**Instructions for the task**
Reproduce each of the following records verbatim, keeping every line unchanged.

Records from a pointing dataset
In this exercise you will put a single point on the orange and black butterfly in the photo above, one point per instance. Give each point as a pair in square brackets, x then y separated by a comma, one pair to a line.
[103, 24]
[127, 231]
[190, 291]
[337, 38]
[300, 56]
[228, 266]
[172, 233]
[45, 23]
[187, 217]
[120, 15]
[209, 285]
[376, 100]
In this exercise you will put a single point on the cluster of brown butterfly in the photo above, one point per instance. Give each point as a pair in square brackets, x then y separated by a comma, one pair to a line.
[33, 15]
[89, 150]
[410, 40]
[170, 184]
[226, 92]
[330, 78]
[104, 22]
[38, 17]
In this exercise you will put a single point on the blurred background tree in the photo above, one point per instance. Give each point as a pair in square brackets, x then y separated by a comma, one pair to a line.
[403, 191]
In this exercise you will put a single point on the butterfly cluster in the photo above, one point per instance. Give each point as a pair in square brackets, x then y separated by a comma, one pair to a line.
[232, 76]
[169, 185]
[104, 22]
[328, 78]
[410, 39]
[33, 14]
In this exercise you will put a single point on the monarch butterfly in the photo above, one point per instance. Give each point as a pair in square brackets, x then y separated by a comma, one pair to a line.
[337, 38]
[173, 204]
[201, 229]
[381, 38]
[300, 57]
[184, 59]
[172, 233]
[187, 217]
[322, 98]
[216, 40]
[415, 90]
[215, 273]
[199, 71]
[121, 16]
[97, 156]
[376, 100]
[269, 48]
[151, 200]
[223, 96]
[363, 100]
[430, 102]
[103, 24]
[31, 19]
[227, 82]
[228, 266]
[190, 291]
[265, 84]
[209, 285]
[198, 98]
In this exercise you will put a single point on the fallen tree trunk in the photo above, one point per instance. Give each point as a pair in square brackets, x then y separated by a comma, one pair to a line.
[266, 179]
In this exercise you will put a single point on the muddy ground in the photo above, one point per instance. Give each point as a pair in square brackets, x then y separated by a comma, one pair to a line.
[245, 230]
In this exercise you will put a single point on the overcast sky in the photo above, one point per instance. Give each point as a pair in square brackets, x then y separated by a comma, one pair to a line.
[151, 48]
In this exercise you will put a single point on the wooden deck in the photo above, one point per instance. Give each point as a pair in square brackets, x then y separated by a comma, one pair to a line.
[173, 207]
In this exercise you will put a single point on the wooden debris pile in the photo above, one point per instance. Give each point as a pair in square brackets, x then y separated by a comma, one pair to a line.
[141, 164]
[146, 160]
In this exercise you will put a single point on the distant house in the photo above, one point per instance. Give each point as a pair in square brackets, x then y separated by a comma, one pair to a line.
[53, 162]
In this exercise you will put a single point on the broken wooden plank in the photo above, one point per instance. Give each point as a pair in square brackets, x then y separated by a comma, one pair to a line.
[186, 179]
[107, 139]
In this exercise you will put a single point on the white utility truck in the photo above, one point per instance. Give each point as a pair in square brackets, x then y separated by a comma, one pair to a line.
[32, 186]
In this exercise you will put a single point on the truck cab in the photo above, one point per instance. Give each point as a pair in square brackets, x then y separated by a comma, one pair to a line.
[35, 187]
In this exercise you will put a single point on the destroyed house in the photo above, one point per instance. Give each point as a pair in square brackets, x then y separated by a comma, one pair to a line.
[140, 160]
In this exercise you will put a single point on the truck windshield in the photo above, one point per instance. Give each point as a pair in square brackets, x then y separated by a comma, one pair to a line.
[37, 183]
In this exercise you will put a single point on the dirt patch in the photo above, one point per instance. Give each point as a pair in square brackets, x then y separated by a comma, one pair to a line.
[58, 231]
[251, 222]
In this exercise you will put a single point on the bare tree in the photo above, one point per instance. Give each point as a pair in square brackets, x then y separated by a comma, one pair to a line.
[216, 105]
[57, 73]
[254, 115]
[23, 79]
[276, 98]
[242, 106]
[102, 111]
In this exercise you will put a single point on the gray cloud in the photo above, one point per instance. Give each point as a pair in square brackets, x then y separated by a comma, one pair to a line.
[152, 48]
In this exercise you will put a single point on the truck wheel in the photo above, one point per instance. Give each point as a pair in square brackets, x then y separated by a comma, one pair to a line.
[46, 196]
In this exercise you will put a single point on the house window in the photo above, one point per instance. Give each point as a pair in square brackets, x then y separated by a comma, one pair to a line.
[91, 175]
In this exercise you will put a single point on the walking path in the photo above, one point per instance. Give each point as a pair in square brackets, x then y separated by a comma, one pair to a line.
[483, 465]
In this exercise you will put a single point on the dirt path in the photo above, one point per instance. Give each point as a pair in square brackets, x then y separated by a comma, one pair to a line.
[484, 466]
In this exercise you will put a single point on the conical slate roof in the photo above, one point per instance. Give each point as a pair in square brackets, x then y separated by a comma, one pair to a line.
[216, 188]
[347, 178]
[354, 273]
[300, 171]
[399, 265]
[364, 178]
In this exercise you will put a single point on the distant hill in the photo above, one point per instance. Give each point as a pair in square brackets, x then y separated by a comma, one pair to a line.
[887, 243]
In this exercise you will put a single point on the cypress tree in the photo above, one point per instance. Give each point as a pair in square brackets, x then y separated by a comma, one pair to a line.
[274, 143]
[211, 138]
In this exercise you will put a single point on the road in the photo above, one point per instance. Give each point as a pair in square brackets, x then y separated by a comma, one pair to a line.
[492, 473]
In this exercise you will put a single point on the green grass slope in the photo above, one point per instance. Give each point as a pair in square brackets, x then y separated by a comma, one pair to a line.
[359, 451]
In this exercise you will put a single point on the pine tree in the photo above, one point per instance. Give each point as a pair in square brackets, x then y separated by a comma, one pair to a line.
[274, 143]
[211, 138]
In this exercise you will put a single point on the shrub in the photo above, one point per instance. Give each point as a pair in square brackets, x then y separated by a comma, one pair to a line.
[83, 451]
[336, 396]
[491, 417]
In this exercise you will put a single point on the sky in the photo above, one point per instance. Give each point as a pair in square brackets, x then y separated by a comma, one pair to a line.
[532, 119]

**Solved exercise**
In this exercise you will put a single point on the orange and black butterfly in the photo above, one point per instance. Give each point as a pair in square brackets, x then y separated by a comma, one pair to a line.
[103, 24]
[127, 231]
[190, 291]
[337, 38]
[300, 56]
[228, 266]
[172, 233]
[45, 23]
[187, 217]
[120, 15]
[209, 285]
[376, 100]
In this exercise you will put a single point on the cluster of brown butterfly in the photo above, one point per instance. Give each point as a pair in square brackets, x then y separated by a comma, one pair to a line.
[33, 15]
[89, 150]
[410, 40]
[170, 184]
[226, 92]
[330, 78]
[104, 22]
[38, 17]
In this exercise you will put a single point on the blurred background tree in the photo above, one point per instance. Give each point as a pair in square brackets, x then y separated by a comma, one pair to a line.
[403, 191]
In this exercise you will put a single point on the butterfly cluster in the photo above, one point per instance. Give each point as a pair in square brackets, x then y separated by a comma, one pair to a line.
[232, 76]
[169, 185]
[104, 22]
[328, 78]
[410, 39]
[33, 14]
In this exercise you will put a single point on the monarch butterfly in the photo above, one point per instance. Give each point as a pair in square brackets, x then y separated by a comma, one pair to a line.
[337, 38]
[173, 204]
[201, 229]
[381, 38]
[300, 57]
[184, 59]
[172, 233]
[187, 217]
[322, 98]
[216, 40]
[415, 90]
[215, 273]
[199, 71]
[121, 16]
[97, 156]
[376, 100]
[269, 48]
[151, 200]
[223, 96]
[363, 100]
[430, 102]
[103, 24]
[31, 19]
[227, 82]
[228, 266]
[190, 291]
[265, 84]
[209, 285]
[198, 98]
In this exercise you will put a single point on the fallen tree trunk in the photo above, one point per instance. Give each point as a pair in square brackets, x then y separated by a comma, one pair to a line.
[266, 179]
In this exercise you will put a single point on the muddy ground in the photo above, one point per instance. Give each point as a pair in square brackets, x then y separated by a comma, one pair to a line.
[245, 230]
In this exercise you will put a single point on the overcast sky in the photo above, one point per instance. Give each point as a pair in square brackets, x then y separated by a comma, one pair to a line.
[151, 48]
In this exercise you will put a single point on the wooden deck in the photo above, one point per instance. Give each point as a pair in square brackets, x then y separated by a comma, one pair to a line.
[173, 207]
In this exercise you will put a single point on the wooden debris pile in the photo above, one point per instance. Give each point as a pair in square brackets, x then y separated by a comma, one pair to a line.
[141, 164]
[146, 160]
In this exercise you will put a single point on the distant house in the photo above, one point per instance. Give each point as a pair in square brackets, x then y separated by a comma, one pair to a line.
[53, 162]
In this exercise you will put a single point on the broken wooden plank in the photo above, one point per instance. Give each point as a pair in square brackets, x then y separated by a comma, one pair to a line.
[186, 179]
[107, 139]
In this exercise you will put a single point on the white utility truck in the photo above, one point per instance. Give each point as a pair in square brackets, x then y separated by a comma, one pair to a line.
[32, 186]
In this exercise you will put a single point on the truck cab in the photo above, one point per instance. Give each point as a pair in square brackets, x then y separated by a comma, one pair to a line.
[35, 187]
In this exercise you will put a single point on the destroyed house in the photo above, one point per instance. Give each point as a pair in square brackets, x then y separated by a comma, one pair to a line.
[140, 160]
In this exercise you will put a single point on the truck windshield in the photo above, one point per instance. Give each point as a pair in square brackets, x then y separated by a comma, one pair to a line.
[37, 183]
In this exercise you will put a single point on the dirt patch in the photo above, one point per instance. Give each point as a pair in square brackets, x then y separated by a comma, one pair to a line.
[58, 231]
[251, 222]
In this exercise you will put a single point on the bare tree in the photo above, one point per instance. Give each point as a pair in square brackets, x then y separated by a comma, one pair to a line.
[216, 105]
[57, 73]
[254, 115]
[23, 79]
[276, 98]
[242, 106]
[102, 111]
In this exercise you will put a single point on the gray cloud in the photo above, one point per instance. Give each point as a pair in square brackets, x then y separated by a comma, one pair to a line.
[152, 48]
In this exercise you will put a single point on the truck wheel in the photo above, one point per instance. Give each point as a pair in square brackets, x then y separated by a comma, one pair to a line.
[46, 196]
In this exercise you will put a single point on the house window in the photo above, one point per instance. Give each point as a pair in square brackets, x then y separated by a comma, one pair to a line.
[91, 175]
In this exercise you will put a single point on the walking path in the photo above, one point per instance. Give each point as a pair in square brackets, x then y separated by a comma, one pair to a line.
[483, 465]
In this exercise you will put a single point on the dirt path in the photo above, one point per instance. Give each point as a pair in square brackets, x then y separated by a comma, one pair to a line.
[484, 466]
In this exercise you will put a single point on the conical slate roof in the photo above, one point per instance. Give each point as a pair in square brackets, x then y separated by a comma, one pair to a line.
[216, 188]
[347, 178]
[354, 273]
[300, 171]
[399, 265]
[364, 178]
In this exercise you will put a single point on the distant hill in the photo above, one point per instance. Give each point as a pair in square brackets, x then y separated by a comma, one pair to a line.
[887, 243]
In this exercise you will put a single point on the cypress tree in the photo above, one point per instance. Give each point as a pair in square brackets, x then y separated by a comma, one pair to a line.
[274, 143]
[211, 138]
In this exercise you will put a single point on the road in the photo above, one point per instance. Give each point as a pair in square brackets, x then y separated by a comma, one pair to a line.
[492, 473]
In this exercise you will put a single point on the green grass slope in the photo above, one point per instance. Give each point as a pair in square brackets, x then y separated by a comma, one pair to a line.
[359, 451]
In this exercise you will put a single point on the pine tree in the photo above, one point per instance. Give each point as a pair in square brackets, x then y separated by a comma, one pair to a line.
[274, 143]
[211, 138]
In this exercise you will put a single point on the shrub in the photo above, one point per instance. Give each point as a pair in square brackets, x then y separated by a comma, one pair to a line.
[83, 451]
[336, 396]
[491, 417]
In this exercise you will put a single point on the sky in the photo above, one point per instance. Give each point as a pair in square brackets, x then y separated by a comma, one pair to a line.
[532, 119]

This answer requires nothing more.